• _Passage provided_:
Benefits of Boredom

27.01.2020 |

Episode #5 of the course Understanding and dealing with boredom by Sonia Chauhan

 

On a summer day in the early 1930s, J.R.R. Tolkein was stuck at home checking a fat pile of exam papers. He described the task as laborious and boring. Then he came upon an empty sheet. Sighing with happiness, he almost gave an extra mark out of sheer respite. Instead, upon this sheet, he wrote, “In a hole in the ground lived a hobbit.”

Thus, one of the most notable pieces of fiction on Earth (The Hobbit and The Lord of the Rings series) was created. You can watch him recount his writing journey in this BBC interview.

Boredom has had a big role to play in the creative arts since forever. Celebrated figures throughout history—Susan Sontag, Andrei Tarkovsky, and Steve Jobs, just to name a few—were big believers in boredom. But exactly how does boredom help creativity?

According to psychology, boredom is an integral stage for creativity. The four stages are Preparation, Incubation, Insight, and Verification. First, your mind starts preparing for something creative by receiving information through researching, networking, or reading. Then, the mind goes into incubation by stringing myriad thoughts together and making connections through mind wandering. This leads to the stage of insight where you finally gain clarity on your purpose. The last stage, verification, is the platform through which you implement your idea.

Incubation, here, is a pivotal stage for creativity. Every creative idea needs to float freely inside its creator’s brain for an undecided expanse of time to reach a stage of tangible culmination. We need to be bored and freely pursue our internal streams of thought to be able to form perceptible solutions for anything.

 

Solving Problems and Gaining Perspective

It’s difficult to make sense of events when they’re happening. In real time, we are engaged in reacting and participating. Reflection, however, is a task of the idle brain. During listless chores or while taking long walks, your brain begins pondering the myriad emotions and ideas simmering inside, making sense of inner conflicts, contemplating important decisions, and coming up with new projects. Take away this vital task of pondering, and humans won’t be as innovative, intuitive, or even tranquil.

• _Exercises to complete_:
(1) Translate this sentence from the passage on boredom into Spanish: "Incubation, here, is a pivotal stage for creativity."
(2) Answer these questions using the passage on boredom.
(a) What was the author of The Hobbit checking at home on a summer day in the early 1930s?
(b) What are the four stages of creativity that the passage names?
(c) Reflection is described as a task of what?
(3) Switch "exam papers" to "test booklets" in the passage on boredom, and write out the text from "Benefits of Boredom" up to and including "this BBC interview.".

• _Record extracts_:
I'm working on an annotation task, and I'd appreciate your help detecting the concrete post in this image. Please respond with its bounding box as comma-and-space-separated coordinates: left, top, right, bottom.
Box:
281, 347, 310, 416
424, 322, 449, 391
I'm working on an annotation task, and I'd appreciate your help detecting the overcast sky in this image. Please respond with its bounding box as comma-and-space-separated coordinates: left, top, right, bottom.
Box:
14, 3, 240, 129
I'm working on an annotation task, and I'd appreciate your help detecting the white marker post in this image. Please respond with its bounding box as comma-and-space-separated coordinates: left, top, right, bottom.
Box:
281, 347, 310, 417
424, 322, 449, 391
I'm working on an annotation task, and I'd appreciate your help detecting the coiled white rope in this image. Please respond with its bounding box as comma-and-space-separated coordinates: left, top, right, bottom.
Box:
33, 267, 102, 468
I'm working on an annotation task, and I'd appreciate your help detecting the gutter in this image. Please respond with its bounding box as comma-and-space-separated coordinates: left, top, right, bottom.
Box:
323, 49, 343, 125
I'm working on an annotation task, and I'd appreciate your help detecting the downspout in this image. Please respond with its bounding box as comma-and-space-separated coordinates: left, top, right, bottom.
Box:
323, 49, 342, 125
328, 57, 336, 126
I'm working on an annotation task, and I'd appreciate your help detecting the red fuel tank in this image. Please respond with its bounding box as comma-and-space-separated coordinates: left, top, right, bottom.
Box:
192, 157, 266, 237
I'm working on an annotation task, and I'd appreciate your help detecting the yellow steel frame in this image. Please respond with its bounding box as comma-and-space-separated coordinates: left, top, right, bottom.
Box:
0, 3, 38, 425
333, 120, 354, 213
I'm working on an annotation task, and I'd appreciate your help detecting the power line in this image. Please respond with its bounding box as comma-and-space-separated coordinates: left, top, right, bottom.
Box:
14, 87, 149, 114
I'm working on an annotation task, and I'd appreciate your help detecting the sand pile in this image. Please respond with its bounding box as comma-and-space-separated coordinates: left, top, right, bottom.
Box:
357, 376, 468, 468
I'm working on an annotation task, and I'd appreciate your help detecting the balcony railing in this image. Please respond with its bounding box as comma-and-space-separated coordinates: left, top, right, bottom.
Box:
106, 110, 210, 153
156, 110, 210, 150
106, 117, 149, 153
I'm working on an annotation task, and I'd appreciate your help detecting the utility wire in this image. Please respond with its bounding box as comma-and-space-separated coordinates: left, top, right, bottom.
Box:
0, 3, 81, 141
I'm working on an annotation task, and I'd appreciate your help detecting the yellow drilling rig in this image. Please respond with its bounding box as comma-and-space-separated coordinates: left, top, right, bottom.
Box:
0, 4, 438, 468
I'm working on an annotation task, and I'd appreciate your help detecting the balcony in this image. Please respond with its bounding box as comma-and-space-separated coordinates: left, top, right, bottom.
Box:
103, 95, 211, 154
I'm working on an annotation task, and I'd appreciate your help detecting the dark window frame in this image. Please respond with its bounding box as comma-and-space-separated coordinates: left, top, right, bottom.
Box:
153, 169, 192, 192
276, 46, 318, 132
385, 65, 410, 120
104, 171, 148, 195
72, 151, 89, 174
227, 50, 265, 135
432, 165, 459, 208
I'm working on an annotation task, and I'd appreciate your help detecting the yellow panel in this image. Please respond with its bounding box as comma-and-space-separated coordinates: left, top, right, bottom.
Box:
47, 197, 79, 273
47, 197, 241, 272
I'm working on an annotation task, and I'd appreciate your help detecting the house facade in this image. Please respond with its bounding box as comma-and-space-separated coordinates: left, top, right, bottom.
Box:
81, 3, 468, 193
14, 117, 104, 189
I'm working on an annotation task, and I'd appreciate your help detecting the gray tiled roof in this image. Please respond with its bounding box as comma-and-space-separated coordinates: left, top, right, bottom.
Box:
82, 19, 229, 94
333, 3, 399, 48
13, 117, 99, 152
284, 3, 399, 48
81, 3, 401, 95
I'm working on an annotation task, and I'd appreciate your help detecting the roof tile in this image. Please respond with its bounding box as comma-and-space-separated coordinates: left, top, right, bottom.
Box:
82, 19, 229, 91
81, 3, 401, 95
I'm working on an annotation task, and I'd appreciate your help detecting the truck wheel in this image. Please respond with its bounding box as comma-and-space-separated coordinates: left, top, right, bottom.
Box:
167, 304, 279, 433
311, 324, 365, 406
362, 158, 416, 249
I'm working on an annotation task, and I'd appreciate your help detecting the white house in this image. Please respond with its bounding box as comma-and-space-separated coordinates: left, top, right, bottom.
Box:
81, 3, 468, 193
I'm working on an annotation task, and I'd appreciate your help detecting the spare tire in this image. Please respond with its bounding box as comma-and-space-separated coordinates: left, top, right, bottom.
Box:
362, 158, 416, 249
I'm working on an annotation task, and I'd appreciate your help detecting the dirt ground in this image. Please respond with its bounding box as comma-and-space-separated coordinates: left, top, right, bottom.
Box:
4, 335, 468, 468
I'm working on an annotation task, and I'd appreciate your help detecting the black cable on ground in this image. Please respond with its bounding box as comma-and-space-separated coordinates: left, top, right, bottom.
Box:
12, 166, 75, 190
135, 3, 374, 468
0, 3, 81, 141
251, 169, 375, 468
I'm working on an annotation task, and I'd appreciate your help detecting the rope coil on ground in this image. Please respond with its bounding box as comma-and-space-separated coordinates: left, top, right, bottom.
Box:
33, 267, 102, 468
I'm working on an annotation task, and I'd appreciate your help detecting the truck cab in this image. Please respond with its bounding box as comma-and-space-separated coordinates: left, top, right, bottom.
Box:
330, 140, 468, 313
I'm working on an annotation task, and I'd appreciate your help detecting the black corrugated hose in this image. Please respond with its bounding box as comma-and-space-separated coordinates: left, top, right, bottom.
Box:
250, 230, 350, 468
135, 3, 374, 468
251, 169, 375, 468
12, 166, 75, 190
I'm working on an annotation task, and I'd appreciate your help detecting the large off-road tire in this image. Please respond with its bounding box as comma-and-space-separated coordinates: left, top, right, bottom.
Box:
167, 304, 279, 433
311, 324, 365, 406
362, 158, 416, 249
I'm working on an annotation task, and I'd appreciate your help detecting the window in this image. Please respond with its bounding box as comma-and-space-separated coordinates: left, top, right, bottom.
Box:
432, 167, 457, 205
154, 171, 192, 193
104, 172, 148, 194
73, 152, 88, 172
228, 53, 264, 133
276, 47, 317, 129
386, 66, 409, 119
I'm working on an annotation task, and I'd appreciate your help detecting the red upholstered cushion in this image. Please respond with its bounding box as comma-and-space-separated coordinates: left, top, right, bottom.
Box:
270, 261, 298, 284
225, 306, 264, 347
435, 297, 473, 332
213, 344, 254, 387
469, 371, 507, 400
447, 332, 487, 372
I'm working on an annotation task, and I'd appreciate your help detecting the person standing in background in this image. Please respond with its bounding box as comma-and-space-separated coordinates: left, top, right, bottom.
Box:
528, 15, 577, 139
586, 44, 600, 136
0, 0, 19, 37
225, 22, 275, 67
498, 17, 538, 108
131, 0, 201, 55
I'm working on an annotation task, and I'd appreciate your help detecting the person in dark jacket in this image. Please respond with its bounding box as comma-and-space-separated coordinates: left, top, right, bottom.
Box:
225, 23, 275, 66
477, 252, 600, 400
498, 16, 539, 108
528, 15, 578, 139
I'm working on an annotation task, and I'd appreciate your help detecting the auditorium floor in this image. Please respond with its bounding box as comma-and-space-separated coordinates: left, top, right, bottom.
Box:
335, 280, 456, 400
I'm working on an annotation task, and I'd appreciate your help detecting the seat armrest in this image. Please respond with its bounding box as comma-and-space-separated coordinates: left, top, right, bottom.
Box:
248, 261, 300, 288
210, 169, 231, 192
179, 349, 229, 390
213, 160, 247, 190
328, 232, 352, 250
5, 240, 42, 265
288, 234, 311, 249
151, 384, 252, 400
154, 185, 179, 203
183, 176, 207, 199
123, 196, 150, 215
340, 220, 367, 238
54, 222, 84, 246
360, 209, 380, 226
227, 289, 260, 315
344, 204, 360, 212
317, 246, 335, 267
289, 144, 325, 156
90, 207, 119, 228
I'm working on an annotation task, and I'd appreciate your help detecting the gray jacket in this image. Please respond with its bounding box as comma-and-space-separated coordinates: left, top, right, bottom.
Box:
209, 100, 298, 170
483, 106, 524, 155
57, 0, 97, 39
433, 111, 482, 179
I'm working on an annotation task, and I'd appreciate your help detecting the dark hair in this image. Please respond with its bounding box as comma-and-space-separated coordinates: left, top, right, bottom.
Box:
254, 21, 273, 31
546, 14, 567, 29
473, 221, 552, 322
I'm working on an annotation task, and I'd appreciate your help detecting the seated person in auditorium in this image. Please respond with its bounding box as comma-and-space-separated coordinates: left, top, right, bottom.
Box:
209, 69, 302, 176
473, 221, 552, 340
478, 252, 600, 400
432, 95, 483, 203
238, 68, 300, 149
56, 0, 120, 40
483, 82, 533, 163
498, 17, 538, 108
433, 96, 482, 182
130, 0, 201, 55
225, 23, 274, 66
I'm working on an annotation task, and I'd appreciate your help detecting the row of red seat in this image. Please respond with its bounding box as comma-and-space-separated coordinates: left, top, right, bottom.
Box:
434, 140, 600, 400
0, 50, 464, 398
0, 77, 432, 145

• _Task-by-task solutions_:
(1) La incubación, aquí, es una etapa fundamental para la creatividad.

(2)
(a) A fat pile of exam papers.
(b) Preparation, Incubation, Insight, and Verification.
(c) The idle brain.

(3)
Benefits of Boredom

27.01.2020 |

Episode #5 of the course Understanding and dealing with boredom by Sonia Chauhan

 

On a summer day in the early 1930s, J.R.R. Tolkein was stuck at home checking a fat pile of test booklets. He described the task as laborious and boring. Then he came upon an empty sheet. Sighing with happiness, he almost gave an extra mark out of sheer respite. Instead, upon this sheet, he wrote, “In a hole in the ground lived a hobbit.”

Thus, one of the most notable pieces of fiction on Earth (The Hobbit and The Lord of the Rings series) was created. You can watch him recount his writing journey in this BBC interview.